= Apply what you read =
1. Answer these questions from the text on creative work during lockdown:
(a) In the campaign Dan praised, what was reversed, and what did it then say?
(b) Which organization did The Gate work with on a campaign about pandemic challenges in LGBT communities?
(c) What creative outlet has Rickie rekindled?
2. Summarize the text on creative work during lockdown in two sentences.

Dan Plotkin, Creative Director at Stack, however, has found a silver lining: “Creatives thrive off positive energy. That is difficult to replicate over Zoom or Teams, but we’ve adapted – we’ve learned to be more self-sufficient and self-motivated.”

There are advantages to brainstorming solo. Exploring ideas and avenues without the sway of others can be freeing.

The Gate’s Beri Cheetham believes “this has forced us to think differently. That’s what makes creativity so important – if you’re not saying something different, you’re not saying anything at all.”

“Necessity becomes the mother of invention”

Several of those I spoke to mentioned that “lockdown ads” became mundane very quickly – montages of people working from home, families staying connected via video chat and so on.

However, there have been some incredible examples of creativity as a result of lockdown. For Dan, it was the campaign in which the NHS logo was reversed to say SHN (Stay Home Now). “Brilliant, simple, genius.”

Within MSQ, Beri says he and his team have definitely had ideas that wouldn’t have come about otherwise, such as a project for LA Brewery (a Suffolk-based drinks company) about a film that should have been impossible to make. “My sentiment being that necessity becomes the mother of invention”, he says.

And, in a powerful campaign, The Gate recently worked with the LGBT Foundation to raise awareness of the challenges that many in LGBT communities have experienced as a result of the pandemic. Senior Creative Rickie says, “I don’t think it would have ended up what it is unless we were in lockdown.”

Creativity manifests itself uniquely in each of us, so it is encouraging and inspiring to see how adversity has led to these ideas, which would not have happened otherwise. In fact, Beri believes: “Out of adversity, opportunity presents itself”.

In this case, the opportunity may be a much-needed shake-up to the industry.

“Lockdown has let the genie out of the bottle”

According to Dan, “In many ways, lockdown has let the genie out of the bottle… agencies will become more progressive about working from home – the industry more nimble, flexible and a better place to work as a result.”

For some creatives, like John, working from home has meant working on “the reserves” of inspiration he has collected mentally throughout his years of working. Others, such as Holmes & Marchants’ Global Creative Director Richard Stayte, miss the physicality of walking around somewhere, “but I have looked at things on my bookshelf that I hadn’t looked at in a long time, and browse my own archives”. Similarly, Dan really misses people-watching, but is reading (and re-reading) industry books.

Rickie has rekindled his love of watercolour painting and illustration as a creative outlet during the vacuum of the lockdown.

Andrew says there is still access to the things that inspire him, such as art, architecture and music.

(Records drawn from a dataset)

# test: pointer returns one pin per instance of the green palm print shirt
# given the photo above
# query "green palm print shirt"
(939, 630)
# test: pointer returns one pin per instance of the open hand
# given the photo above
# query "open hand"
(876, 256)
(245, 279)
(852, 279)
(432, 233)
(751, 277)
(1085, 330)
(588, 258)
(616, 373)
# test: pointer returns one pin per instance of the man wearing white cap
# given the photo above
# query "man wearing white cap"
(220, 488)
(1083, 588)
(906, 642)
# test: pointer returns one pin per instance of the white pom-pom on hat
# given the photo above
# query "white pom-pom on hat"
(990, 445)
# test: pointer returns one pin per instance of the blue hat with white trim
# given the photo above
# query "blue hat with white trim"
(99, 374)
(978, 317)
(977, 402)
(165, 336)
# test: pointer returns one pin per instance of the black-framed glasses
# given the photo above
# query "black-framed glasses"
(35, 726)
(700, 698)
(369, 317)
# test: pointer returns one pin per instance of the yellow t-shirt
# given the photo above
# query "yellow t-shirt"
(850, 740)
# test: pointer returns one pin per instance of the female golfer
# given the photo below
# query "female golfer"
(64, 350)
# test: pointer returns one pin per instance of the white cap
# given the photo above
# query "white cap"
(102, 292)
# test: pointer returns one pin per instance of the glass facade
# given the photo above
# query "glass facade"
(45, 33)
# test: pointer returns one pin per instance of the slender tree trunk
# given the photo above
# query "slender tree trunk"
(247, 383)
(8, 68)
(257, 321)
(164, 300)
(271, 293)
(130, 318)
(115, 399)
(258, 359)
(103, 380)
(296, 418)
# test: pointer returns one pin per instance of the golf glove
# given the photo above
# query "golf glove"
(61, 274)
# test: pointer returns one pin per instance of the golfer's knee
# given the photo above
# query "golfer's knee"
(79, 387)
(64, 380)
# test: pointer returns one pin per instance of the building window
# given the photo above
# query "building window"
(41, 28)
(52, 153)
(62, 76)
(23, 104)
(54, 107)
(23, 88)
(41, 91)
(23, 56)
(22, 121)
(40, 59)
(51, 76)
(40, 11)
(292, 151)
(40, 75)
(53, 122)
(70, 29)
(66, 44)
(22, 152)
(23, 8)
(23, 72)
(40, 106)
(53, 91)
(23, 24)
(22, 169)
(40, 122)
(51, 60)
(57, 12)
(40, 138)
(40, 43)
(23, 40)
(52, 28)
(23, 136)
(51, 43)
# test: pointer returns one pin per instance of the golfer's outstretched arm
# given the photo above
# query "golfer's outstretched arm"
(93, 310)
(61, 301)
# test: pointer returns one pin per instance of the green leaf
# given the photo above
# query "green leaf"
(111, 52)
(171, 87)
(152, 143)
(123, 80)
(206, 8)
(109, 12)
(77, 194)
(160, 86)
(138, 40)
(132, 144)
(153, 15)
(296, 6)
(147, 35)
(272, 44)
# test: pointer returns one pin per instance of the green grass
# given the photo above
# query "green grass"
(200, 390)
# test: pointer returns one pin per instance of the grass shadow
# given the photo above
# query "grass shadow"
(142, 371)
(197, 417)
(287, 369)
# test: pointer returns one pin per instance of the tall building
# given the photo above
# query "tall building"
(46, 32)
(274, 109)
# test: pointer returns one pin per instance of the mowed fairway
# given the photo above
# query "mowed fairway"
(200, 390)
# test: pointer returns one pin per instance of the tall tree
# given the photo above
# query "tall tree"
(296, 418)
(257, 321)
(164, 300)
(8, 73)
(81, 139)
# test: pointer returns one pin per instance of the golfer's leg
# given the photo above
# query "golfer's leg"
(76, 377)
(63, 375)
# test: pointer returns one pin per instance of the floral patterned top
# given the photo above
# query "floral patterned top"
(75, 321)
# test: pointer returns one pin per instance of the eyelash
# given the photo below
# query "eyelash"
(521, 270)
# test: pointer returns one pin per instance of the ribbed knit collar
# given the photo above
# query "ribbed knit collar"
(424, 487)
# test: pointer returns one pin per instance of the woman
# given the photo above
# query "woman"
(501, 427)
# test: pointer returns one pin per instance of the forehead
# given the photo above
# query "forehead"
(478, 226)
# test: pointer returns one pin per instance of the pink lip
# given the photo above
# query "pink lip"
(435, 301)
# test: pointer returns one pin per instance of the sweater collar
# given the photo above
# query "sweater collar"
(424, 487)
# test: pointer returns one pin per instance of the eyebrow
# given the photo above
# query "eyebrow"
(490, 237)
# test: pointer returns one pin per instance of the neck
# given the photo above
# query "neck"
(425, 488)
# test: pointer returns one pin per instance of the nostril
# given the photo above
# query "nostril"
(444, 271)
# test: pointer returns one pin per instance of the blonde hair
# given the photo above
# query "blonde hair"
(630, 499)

= Responses in order =
1.
(a) The NHS logo was reversed to say SHN (Stay Home Now).
(b) The LGBT Foundation.
(c) Watercolor painting and illustration.

2. Creatives say lockdown has made them more self-sufficient and led to ideas that would not have happened otherwise, such as the NHS logo reversed to read SHN and The Gate's campaign with the LGBT Foundation. Dan expects the industry to become more flexible about working from home, while creatives describe drawing inspiration from mental reserves, their bookshelves, industry books and painting.